**What you are asked to do**: Retype the following data exactly, but leave its pictures out.

<<<<

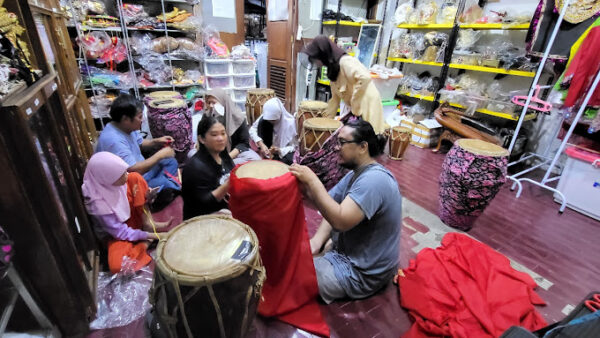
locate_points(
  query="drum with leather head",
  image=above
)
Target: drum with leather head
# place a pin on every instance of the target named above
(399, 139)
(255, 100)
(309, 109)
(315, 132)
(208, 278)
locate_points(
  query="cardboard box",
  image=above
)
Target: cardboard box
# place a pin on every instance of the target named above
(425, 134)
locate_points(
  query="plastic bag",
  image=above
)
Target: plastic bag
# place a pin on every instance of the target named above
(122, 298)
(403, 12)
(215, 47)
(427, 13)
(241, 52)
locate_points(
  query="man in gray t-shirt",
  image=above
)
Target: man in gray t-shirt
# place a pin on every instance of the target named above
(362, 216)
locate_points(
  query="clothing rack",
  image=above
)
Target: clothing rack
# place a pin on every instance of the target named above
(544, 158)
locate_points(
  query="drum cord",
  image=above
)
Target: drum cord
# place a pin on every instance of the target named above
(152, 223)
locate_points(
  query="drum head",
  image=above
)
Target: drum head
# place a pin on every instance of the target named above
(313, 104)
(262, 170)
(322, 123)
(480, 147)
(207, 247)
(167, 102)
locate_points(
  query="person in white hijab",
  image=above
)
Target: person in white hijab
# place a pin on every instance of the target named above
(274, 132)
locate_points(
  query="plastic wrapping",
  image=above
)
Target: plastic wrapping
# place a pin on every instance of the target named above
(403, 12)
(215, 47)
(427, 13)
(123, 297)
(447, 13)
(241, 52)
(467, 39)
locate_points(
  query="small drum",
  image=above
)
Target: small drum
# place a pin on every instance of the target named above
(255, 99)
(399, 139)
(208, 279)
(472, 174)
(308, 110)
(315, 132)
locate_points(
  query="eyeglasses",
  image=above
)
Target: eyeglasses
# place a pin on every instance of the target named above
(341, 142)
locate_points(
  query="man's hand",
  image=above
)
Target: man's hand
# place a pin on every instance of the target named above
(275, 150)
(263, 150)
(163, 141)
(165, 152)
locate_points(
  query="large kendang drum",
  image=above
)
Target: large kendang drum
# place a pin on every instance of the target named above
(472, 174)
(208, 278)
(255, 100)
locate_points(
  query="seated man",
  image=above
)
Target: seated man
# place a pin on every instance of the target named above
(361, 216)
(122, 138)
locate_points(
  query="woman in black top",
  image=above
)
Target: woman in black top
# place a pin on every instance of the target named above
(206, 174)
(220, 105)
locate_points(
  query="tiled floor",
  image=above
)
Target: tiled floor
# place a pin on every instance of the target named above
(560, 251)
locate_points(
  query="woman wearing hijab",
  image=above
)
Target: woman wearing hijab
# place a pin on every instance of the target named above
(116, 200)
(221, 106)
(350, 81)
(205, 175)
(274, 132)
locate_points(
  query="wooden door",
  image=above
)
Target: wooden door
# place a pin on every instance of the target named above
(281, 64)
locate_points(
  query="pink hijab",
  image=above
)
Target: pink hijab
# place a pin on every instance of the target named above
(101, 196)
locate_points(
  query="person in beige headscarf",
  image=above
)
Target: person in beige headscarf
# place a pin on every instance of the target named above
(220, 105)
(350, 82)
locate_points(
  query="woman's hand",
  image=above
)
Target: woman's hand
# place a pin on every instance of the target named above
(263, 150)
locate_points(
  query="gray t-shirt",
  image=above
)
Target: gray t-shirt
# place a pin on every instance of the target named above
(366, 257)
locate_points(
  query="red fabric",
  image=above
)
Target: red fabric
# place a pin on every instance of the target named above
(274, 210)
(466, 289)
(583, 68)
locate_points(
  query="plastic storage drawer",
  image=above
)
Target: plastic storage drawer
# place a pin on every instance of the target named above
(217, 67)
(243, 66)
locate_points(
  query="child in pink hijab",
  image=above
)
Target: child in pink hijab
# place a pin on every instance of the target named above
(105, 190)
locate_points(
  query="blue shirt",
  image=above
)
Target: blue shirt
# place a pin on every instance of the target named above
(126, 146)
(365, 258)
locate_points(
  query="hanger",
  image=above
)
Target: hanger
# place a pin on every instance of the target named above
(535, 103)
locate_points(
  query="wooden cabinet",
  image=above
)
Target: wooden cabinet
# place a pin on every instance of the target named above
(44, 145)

>>>>

**Expected output**:
locate_points(
  query="drum with leather head",
  image=above
)
Target: drum with leather head
# place a pin on every instance of the target named above
(399, 139)
(255, 100)
(309, 109)
(315, 132)
(208, 278)
locate_points(
  query="cardboard box",
  image=above
)
Target: cardboard box
# place a pin on every instance of the target named above
(425, 134)
locate_points(
  query="plastic bag",
  image=above
)
Target: plastic bag
# place a pin on every instance of the target named above
(122, 298)
(403, 12)
(215, 47)
(427, 13)
(241, 52)
locate_points(
  query="man in gray t-shirt",
  image=above
)
Target: man in gray t-shirt
# place a pin on every instance of the target named above
(362, 216)
locate_points(
  query="clothing rack",
  image=above
)
Target: clothing rack
# place a pin on every instance of the target named above
(544, 158)
locate_points(
  query="drum cord",
  image=above
)
Target: drum cord
# place a pin on every instance of the target named above
(152, 223)
locate_points(
  query="drum head",
  image=above
)
Target: drum head
# place a pin on every instance of the target named above
(313, 104)
(262, 170)
(322, 123)
(480, 147)
(207, 247)
(167, 102)
locate_points(
  query="person in white hijab",
  image=above
)
Target: person in white hijab
# place a pin on every instance of the target named above
(274, 132)
locate_points(
  query="plastic wrapping",
  image=above
)
Target: plastic wrapping
# place a pin on every instance of the target named above
(403, 12)
(215, 47)
(427, 13)
(123, 297)
(447, 13)
(241, 52)
(467, 39)
locate_points(
  query="small drum",
  image=above
)
Target: small drum
# place a pin on every instance of the target named above
(255, 99)
(399, 139)
(208, 279)
(472, 174)
(308, 110)
(315, 132)
locate_points(
  query="eyeglasses",
  image=above
)
Target: eyeglasses
# place a pin on every instance of the target named above
(341, 142)
locate_points(
  query="man's hand",
  image=above
)
Target: man's hand
# place a pin on every instance of the target named above
(275, 150)
(263, 150)
(163, 141)
(165, 152)
locate_points(
  query="large kendang drum",
  image=above
)
Target: large kendang drum
# place a pin on every instance of the target named above
(472, 174)
(208, 278)
(255, 100)
locate_points(
  query="seated man",
  image=above
)
Target: seated man
# place a pin on every instance of the target named above
(361, 216)
(122, 138)
locate_points(
  query="woman in black top",
  image=above
)
Target: woman in black top
# place a pin on every instance of the target named above
(206, 174)
(220, 105)
locate_points(
  query="tiled floor",
  image=above
)
Target: tiled floor
# place a pin on every instance of the target named above
(560, 251)
locate_points(
  query="woman wearing hijab",
  image=above
)
Target: woman wearing hijab
# place a pin on every instance of the target named above
(116, 200)
(221, 106)
(350, 81)
(205, 175)
(274, 132)
locate_points(
  query="wooden door",
  image=above
)
Target: wooden door
# place a pin on every instance of the target named above
(281, 64)
locate_points(
  query="pink hijab",
  image=above
)
Target: pink hijab
# place a pin on every instance of the target named above
(101, 196)
locate_points(
  query="person in beige headscarf",
  image=above
)
Target: person in beige headscarf
# place a pin on every instance of the target named above
(220, 105)
(350, 82)
locate_points(
  query="woman's hand",
  image=above
)
Target: woman's hand
# place a pin on every instance of the target named above
(263, 150)
locate_points(
  query="gray t-shirt",
  image=above
)
Target: gray t-shirt
# place a pin on every instance of the target named above
(366, 257)
locate_points(
  query="red fabric",
  image=above
)
Target: red fabric
# place a pin on every instance of the target named above
(274, 210)
(466, 289)
(583, 68)
locate_points(
  query="plastic storage drawer",
  image=above
)
Target: plastic storage drawer
# place a pin on every instance of the target named above
(217, 67)
(243, 66)
locate_points(
  query="child in pink hijab",
  image=above
)
Target: child in pink hijab
# place a pin on every instance of the target named above
(105, 190)
locate_points(
  query="blue shirt",
  image=above
)
Target: blue shirt
# place a pin on every instance of the target named above
(126, 146)
(365, 258)
locate_points(
  query="hanger",
  image=above
)
Target: hanger
# place a pin on every instance of the target named above
(535, 103)
locate_points(
  query="wooden cabinet",
  image=above
)
Target: wooden cabinet
# place a pin on every instance of the target named above
(44, 145)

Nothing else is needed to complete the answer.